Saved entries

========

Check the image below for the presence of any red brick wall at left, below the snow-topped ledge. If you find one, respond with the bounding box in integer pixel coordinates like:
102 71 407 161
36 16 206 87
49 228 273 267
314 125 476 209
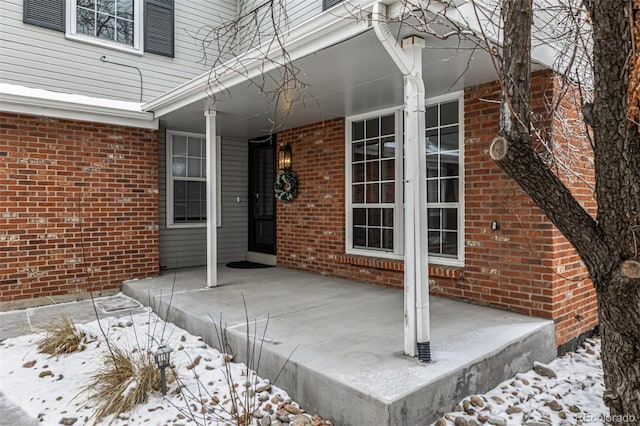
0 113 159 309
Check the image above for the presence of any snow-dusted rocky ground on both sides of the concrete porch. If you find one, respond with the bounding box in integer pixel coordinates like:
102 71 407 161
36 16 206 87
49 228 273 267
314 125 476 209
0 302 608 426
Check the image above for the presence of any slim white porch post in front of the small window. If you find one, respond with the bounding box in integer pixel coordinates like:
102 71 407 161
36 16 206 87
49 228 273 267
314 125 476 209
204 109 218 287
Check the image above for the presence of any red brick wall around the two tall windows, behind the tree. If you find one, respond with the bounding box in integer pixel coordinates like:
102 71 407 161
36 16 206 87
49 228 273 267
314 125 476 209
277 73 597 345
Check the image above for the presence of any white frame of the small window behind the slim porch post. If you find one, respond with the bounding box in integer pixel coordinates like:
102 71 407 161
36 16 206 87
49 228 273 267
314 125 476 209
166 130 222 229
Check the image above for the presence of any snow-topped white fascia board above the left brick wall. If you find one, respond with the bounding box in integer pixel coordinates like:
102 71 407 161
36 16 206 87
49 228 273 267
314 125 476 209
0 83 158 130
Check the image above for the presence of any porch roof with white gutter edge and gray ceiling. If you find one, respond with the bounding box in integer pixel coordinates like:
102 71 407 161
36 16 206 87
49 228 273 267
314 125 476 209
143 0 550 139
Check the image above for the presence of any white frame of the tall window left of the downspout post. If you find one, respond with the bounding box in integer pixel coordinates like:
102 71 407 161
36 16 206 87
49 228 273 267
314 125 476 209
345 106 404 260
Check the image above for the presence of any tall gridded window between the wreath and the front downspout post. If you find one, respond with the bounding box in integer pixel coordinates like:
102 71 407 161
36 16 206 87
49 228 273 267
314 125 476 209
347 111 402 255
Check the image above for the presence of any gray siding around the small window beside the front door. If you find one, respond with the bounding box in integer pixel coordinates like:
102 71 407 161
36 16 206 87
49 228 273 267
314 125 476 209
158 127 248 268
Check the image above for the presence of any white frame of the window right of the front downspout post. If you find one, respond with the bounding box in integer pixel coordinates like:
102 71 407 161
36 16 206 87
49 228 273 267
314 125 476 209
423 91 465 266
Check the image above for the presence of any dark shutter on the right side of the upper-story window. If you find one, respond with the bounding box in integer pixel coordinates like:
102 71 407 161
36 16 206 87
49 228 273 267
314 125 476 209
144 0 173 58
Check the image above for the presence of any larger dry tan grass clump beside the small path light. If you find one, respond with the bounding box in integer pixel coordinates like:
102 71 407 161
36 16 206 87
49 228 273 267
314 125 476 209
81 345 170 423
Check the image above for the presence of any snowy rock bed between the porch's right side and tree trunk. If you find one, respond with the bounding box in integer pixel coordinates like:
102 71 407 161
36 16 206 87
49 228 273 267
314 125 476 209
434 339 609 426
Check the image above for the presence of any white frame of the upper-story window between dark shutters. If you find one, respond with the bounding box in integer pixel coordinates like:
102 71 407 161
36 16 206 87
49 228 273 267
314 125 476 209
65 0 144 56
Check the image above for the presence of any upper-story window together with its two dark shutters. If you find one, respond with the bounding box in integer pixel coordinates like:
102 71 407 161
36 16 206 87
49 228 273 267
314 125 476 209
23 0 174 57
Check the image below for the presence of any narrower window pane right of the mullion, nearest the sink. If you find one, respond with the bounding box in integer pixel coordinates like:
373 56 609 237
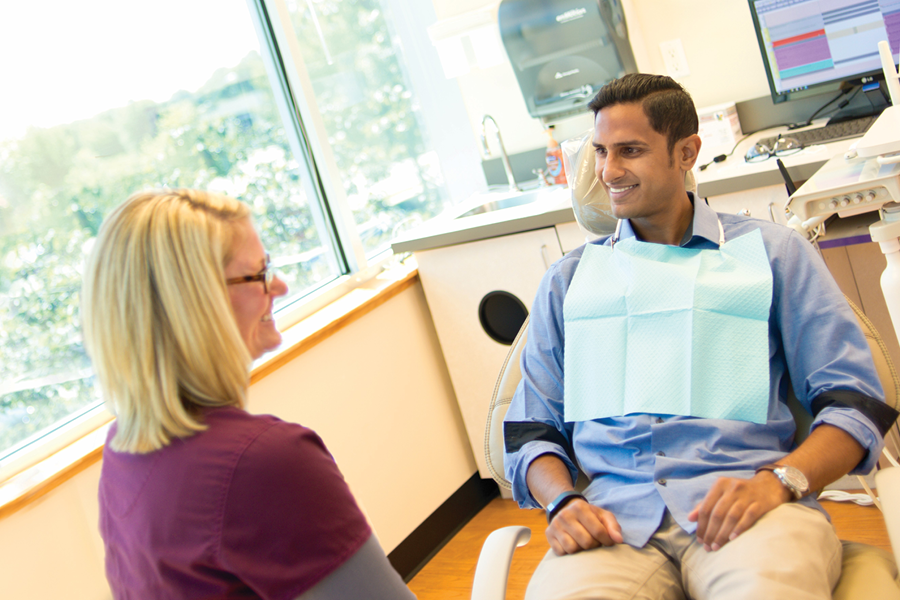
287 0 447 255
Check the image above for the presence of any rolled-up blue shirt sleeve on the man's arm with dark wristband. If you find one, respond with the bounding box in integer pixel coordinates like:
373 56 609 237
503 255 581 508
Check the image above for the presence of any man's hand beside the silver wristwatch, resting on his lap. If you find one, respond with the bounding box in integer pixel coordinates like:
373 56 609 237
688 471 793 551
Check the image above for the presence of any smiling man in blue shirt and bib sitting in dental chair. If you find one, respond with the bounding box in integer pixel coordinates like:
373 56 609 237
504 74 900 600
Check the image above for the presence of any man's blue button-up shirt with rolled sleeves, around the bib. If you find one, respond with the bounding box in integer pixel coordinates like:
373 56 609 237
504 200 884 547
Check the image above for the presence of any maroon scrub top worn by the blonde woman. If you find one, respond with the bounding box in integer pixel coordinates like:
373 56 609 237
100 407 372 600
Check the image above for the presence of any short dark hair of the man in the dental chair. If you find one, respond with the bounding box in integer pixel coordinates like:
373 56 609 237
588 73 699 154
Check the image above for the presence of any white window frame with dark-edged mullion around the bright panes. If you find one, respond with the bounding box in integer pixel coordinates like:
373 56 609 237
0 0 487 484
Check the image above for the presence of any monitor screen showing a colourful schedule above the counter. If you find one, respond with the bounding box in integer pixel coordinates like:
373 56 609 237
749 0 900 103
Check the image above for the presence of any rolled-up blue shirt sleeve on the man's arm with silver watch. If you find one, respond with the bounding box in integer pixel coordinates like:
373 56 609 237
772 227 896 474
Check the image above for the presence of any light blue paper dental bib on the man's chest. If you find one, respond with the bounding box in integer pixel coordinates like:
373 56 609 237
563 230 772 423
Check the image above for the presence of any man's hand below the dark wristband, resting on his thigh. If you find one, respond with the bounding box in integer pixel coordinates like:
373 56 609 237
546 498 622 556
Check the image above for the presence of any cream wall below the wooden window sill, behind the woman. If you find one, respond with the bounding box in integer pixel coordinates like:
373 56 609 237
0 284 476 600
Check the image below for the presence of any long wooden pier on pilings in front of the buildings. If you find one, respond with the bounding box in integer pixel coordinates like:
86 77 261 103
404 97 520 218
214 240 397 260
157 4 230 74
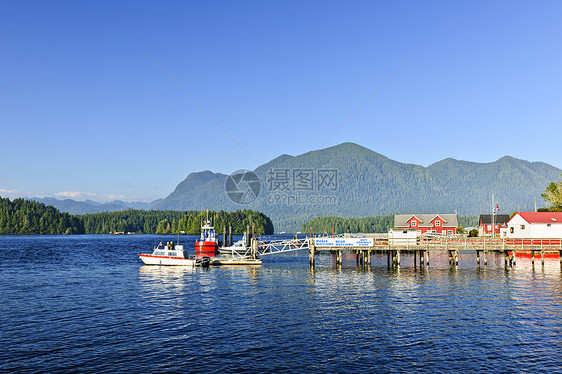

========

* Assignment
The response must consist of the entries above exactly as they stand, minus any pictures.

* Your solution
Check the image below for the presence of any red brick wall at left, below the snow-topped ledge. If you find one, respond with the bounding box in integer pixel coordinates like:
102 71 407 161
36 16 206 87
49 228 273 267
314 125 476 209
0 113 159 309
Check the image above for the presence of any snow-dusted rocky ground on both sides of the concrete porch. If you find one, respond with the bounding box in integer pixel coordinates like:
102 71 407 161
36 16 206 87
49 228 273 267
314 125 476 209
0 302 608 426
Check the image above for the presence of any slim white porch post in front of the small window. If you find one, respond with the bounding box in integer pixel coordinates like:
102 71 407 161
36 16 206 87
49 228 273 267
314 125 476 209
204 109 218 287
Check the image above for the presence of any red brick wall around the two tall windows, behind the tree. If you find one, respond with the bounding box in integer pixel coordinates like:
102 71 407 161
36 16 206 87
49 228 273 267
314 125 476 209
277 73 597 345
Check the image above for the presence of any white frame of the small window behind the slim porch post. If you find one, respond with the bounding box in integer pixel coordinates like:
102 71 407 161
36 16 206 87
49 228 273 267
314 125 476 209
166 130 222 229
Check the image above for the presence of any snow-topped white fascia board above the left brick wall. If you find one, respond with the bounding box in integer pixel coordinates like:
102 71 407 161
36 16 206 87
49 228 273 267
314 125 476 209
0 83 158 130
Check the image above for the presence of any porch roof with white gutter edge and gray ceiling. If you find one, respond with the bounding box in integer pixel coordinates like:
102 71 407 161
36 16 206 87
49 228 273 267
314 125 476 209
143 0 550 139
Check the image above for the presence of any white frame of the tall window left of the downspout post. If you find one, respond with the bounding box in integer pixel coordinates like:
102 71 407 161
36 16 206 87
49 228 273 267
314 125 476 209
345 106 404 260
Check the image above for the presence of any tall gridded window between the wreath and the front downspout post. If you find one, respond with the bounding box in integer pixel coordinates like:
102 71 407 161
36 16 206 87
49 228 273 267
314 125 476 209
347 111 402 255
Check the image above for the presence of any gray siding around the small window beside the front door. If you find one, respond with the bounding box in integer pixel coordinates like:
102 71 407 161
36 16 206 87
49 228 273 267
314 125 476 209
158 127 248 268
Check the image above for the presence of any white frame of the window right of the front downspout post. If you find one, respond with the bounding box in integer pixel coordinates like:
102 71 407 161
36 16 206 87
49 228 273 267
314 125 476 209
423 91 465 266
Check the image above for the presence of any dark shutter on the right side of the upper-story window. If you find one, respond with the bounding box in integer pixel coordinates like:
102 71 407 161
36 16 206 87
49 228 273 267
314 125 476 209
144 0 173 58
Check the image above for the presence of any larger dry tan grass clump beside the small path light. If you find one, respond with the bounding box in integer pixel coordinates like:
102 71 407 161
36 16 206 87
49 228 273 267
314 125 476 209
81 345 170 423
Check the image above for the presence of any snowy rock bed between the porch's right side and tree trunk. If you find one, respond with the bounding box in integer pixel coordinates like:
102 71 407 161
36 16 206 87
49 228 273 267
314 125 476 209
434 339 609 426
Check the image above for the presence of any white frame of the upper-story window between dark shutters. If you find one, respond with the bounding box in integer pixel coordinates like:
102 71 407 161
36 16 206 87
49 228 273 267
314 125 476 209
65 0 144 56
Check the image above for the presence of any upper-story window together with its two dark shutters. If you find one, respond with the bounding box in integer pixel coordinates like:
102 71 407 161
36 16 206 87
49 228 273 267
314 125 476 209
23 0 174 57
Check the image below for the presence of any narrower window pane right of the mullion, nearest the sink. If you find one, respond with the bounding box in integer pixel coordinates like:
373 56 609 237
287 0 447 255
Check the image above for the presence of any rolled-up blue shirt sleeve on the man's arm with dark wristband. If you find one, respond with the bounding box in integer pixel coordinates like:
373 56 609 237
503 255 581 508
Check the image above for the presence of any man's hand beside the silver wristwatch, resting on his lap. If you find one, respond with the bounding box in integer pixel coordinates like:
373 56 609 237
688 471 793 551
Check the image above for the presence of any smiling man in blue shirt and bib sitting in dental chair. If you find one, respond with the bounding box in integer pixel coordinates like:
373 56 609 237
504 74 900 600
Check the image above for the presence of any man's blue button-up shirt with rolled sleeves, around the bib. If you find one, respond with the bounding box in integer pixel coordinates like:
373 56 609 237
504 200 884 547
Check the image above for the presence of any maroon scrub top worn by the blonde woman. If you find one, respond with the bounding box in integer pixel coordinates like:
373 56 609 237
100 407 372 600
Check the image above for the presence of any short dark hair of the man in the dental chair. If you find one, respond with the bounding box in integer pixel coordinates like:
373 56 609 237
588 73 699 154
Check the image above for the presence of any white window frame with dark-edged mullion around the bright panes. If you find one, respond with the bounding box in integer pixel coordinates like:
373 56 609 237
0 0 487 484
Check the image above for the presence of any monitor screen showing a colourful schedule above the counter. If you find one, respond with the bounding box in integer pixel coordinates like:
373 56 609 237
749 0 900 103
Check the image above for the presence of any rolled-up blue shirt sleeve on the man's arm with silver watch. If you find one, respond with the bounding box in integer pixel coordinates like:
373 56 609 237
772 227 896 474
Check the image above for the presence of any light blue paper dental bib on the man's chest. If you find one, respond with the bounding box in integer pixel coordinates like:
373 56 609 237
563 230 772 423
Check the image above for the presence of any man's hand below the dark wristband, resting on his thigh. If you find one, respond with the bounding box in integer pixel coordinates like:
373 56 609 237
546 498 622 556
Check the image above for the presence of any cream wall below the wooden window sill, behind the woman. If you find one, respond with the bounding box in integer pixel coordinates like:
373 56 609 237
0 284 476 600
Check the image below for the presence of any long wooden pier on pilings in front of the buildings. If you find one, respond with the bounding box in integer pixel coordinates like:
86 77 261 103
404 97 520 218
214 240 397 260
157 4 230 74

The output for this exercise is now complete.